• _What is required_
Using the data below, return the stretch from the line that contains "Exercise. Put one marker on every instance of the white plate" through the line that contains "Exercise. Put one marker on every instance of the marble surface", both included, exactly as it stands and nothing beyond it.

• _Supplied data_
★ ★ ★ ★ ★

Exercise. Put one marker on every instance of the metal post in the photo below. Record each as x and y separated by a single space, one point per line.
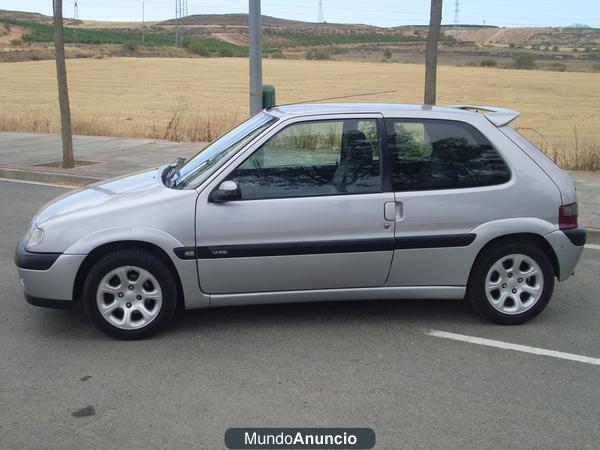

★ ★ ★ ★ ★

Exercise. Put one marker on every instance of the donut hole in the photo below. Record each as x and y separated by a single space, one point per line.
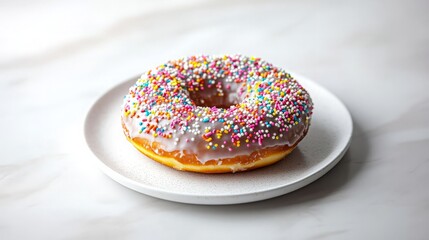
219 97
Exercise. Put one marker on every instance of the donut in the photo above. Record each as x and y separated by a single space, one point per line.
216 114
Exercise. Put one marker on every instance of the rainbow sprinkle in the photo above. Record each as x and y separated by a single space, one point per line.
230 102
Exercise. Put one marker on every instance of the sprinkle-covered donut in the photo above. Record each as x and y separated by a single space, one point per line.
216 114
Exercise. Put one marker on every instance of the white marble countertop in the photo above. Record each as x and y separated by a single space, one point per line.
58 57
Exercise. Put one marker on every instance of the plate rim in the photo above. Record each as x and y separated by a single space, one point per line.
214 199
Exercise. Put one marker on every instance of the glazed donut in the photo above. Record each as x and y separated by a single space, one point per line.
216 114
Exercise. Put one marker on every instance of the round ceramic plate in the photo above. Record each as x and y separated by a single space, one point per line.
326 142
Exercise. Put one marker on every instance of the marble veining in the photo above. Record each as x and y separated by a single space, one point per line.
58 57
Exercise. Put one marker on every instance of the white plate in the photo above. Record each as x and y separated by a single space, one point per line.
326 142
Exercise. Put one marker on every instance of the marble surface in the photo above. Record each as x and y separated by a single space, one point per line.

★ ★ ★ ★ ★

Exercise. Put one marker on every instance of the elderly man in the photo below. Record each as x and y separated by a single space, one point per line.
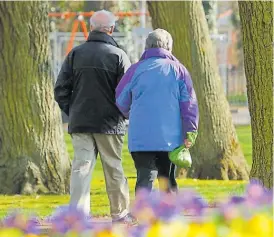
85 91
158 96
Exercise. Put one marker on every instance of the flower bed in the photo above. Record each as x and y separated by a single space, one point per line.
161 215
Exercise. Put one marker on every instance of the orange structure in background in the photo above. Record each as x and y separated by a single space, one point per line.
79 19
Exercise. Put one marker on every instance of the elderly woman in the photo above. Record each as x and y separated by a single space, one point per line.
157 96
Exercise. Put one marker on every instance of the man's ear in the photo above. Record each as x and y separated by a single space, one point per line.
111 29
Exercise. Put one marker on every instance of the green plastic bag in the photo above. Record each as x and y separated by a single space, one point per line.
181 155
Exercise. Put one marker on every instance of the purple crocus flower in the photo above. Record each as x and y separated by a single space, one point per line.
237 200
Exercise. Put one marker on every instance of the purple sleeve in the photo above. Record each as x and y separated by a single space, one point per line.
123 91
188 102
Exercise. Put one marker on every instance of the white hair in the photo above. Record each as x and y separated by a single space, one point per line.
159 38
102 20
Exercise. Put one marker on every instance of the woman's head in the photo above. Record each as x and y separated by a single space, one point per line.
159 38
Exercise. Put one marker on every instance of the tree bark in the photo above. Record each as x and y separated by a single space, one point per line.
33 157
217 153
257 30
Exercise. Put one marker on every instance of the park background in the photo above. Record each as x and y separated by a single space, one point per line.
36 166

★ ★ ★ ★ ★

• _Solution to this problem_
Exercise. Put one marker on every instance of the white plate in the photo above. Record each as x and y separated by a single space, one point per line.
326 142
Exercise. Put one marker on every instance of the marble surface in the photo above. Record each as x and y separated by a single space, one point per line.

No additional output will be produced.